> [Exercise prompt]: Copy every line of the records verbatim, from the line containing "example: [108, 185]" through the last line of the records, inclusive.

> [Dataset excerpts]:
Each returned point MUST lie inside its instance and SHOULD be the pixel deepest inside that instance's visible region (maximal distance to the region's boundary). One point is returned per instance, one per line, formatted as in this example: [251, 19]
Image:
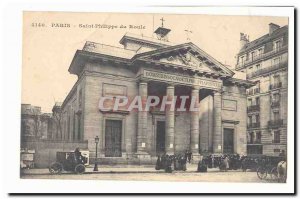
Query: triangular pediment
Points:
[186, 56]
[186, 60]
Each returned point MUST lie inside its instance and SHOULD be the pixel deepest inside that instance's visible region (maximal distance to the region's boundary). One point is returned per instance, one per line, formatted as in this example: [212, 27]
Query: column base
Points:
[196, 158]
[143, 155]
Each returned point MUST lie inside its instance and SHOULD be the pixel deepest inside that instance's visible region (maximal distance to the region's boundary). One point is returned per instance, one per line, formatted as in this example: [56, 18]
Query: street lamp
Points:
[96, 142]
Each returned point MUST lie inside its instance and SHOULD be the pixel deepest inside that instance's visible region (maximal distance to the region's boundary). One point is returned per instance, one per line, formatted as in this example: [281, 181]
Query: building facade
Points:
[147, 66]
[35, 125]
[265, 62]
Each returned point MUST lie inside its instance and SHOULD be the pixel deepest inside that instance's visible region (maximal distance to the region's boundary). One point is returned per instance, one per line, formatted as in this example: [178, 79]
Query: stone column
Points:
[217, 123]
[195, 122]
[142, 119]
[170, 122]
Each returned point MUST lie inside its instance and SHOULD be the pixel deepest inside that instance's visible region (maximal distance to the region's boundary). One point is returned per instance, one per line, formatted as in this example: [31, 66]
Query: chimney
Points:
[273, 27]
[244, 39]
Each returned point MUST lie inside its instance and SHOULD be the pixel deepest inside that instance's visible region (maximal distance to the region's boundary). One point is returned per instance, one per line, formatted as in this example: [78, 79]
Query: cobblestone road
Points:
[146, 174]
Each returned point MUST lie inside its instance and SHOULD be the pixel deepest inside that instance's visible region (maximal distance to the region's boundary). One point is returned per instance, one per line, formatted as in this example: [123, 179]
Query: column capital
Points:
[196, 87]
[171, 86]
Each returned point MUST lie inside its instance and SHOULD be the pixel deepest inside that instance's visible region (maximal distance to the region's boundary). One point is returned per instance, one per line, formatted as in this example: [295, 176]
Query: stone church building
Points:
[148, 66]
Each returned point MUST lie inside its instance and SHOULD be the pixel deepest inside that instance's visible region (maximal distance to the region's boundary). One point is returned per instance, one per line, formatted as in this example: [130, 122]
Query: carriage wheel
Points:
[55, 168]
[79, 169]
[274, 174]
[261, 173]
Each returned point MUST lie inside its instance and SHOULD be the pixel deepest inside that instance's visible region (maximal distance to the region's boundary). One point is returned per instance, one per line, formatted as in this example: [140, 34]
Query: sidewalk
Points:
[110, 169]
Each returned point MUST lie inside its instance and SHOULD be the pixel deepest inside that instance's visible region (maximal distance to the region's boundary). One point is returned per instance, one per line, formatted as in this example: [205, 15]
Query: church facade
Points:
[154, 67]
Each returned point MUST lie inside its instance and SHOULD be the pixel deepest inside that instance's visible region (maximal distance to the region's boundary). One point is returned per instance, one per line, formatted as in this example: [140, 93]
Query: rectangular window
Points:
[249, 102]
[260, 52]
[250, 69]
[253, 54]
[258, 66]
[276, 79]
[242, 60]
[276, 61]
[277, 45]
[257, 119]
[276, 97]
[276, 116]
[276, 136]
[257, 100]
[250, 120]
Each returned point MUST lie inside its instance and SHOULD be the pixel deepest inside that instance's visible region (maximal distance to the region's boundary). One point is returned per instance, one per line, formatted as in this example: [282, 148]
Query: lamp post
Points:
[96, 142]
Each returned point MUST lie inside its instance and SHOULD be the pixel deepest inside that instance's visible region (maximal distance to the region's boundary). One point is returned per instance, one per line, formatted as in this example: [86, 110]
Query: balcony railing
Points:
[261, 56]
[267, 70]
[253, 91]
[275, 104]
[254, 125]
[275, 86]
[275, 123]
[253, 108]
[254, 142]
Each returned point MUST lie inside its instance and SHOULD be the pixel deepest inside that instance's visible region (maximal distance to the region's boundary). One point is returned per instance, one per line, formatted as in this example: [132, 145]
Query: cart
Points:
[67, 161]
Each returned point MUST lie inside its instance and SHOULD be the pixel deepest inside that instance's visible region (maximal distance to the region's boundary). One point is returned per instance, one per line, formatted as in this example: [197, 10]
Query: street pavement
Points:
[141, 173]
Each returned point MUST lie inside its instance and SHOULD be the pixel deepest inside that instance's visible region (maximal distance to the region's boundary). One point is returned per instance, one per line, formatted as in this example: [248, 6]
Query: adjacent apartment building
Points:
[265, 62]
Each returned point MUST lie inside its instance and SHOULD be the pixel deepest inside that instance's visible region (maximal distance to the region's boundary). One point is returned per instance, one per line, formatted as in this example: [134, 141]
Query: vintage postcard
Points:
[155, 97]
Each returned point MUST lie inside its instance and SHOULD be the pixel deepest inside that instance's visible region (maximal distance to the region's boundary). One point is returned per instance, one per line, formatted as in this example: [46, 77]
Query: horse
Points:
[281, 170]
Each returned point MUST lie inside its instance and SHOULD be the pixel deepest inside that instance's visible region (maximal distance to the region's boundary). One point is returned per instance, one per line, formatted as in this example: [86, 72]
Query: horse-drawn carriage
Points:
[68, 161]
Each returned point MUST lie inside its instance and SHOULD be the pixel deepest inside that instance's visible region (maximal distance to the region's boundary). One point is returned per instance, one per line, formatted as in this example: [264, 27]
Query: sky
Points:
[48, 50]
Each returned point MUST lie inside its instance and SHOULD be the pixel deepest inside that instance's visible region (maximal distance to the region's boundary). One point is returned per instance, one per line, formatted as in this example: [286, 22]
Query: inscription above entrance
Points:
[195, 81]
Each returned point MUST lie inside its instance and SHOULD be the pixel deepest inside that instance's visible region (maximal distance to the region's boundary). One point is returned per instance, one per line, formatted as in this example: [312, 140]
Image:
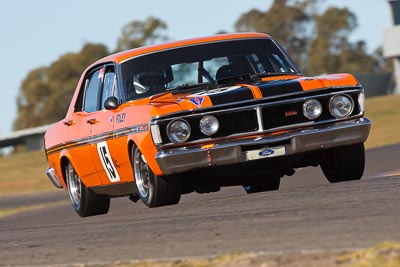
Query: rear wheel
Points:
[84, 201]
[153, 190]
[269, 184]
[344, 163]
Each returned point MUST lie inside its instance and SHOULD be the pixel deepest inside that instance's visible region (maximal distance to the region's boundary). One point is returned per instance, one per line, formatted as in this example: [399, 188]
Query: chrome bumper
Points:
[53, 178]
[176, 160]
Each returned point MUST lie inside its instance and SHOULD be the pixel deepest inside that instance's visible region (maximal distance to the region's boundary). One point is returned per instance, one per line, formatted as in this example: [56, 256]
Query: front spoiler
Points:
[177, 160]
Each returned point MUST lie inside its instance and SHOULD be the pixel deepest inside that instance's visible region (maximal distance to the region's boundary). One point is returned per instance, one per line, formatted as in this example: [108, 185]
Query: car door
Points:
[77, 128]
[104, 147]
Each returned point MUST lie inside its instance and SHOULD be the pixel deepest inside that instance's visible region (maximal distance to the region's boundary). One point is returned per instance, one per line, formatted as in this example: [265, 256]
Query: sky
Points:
[36, 33]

> [Written solution]:
Each returned point MUST lie inside its instance and SHOULD be the pixel deepest inside that instance's visible region (maximal distance to the region's boundary). One point is returned per instance, one per line, formatted as in this example: [108, 185]
Query: car door
Points:
[77, 128]
[104, 147]
Each returned point MUST lie inside its instance and SHOULD be the pixel deepest inside that instance's visible region (maximal distance to the region's boundary). One point is returned per instance, one per line, formatted as in this example: [265, 256]
Query: sky
Points:
[36, 33]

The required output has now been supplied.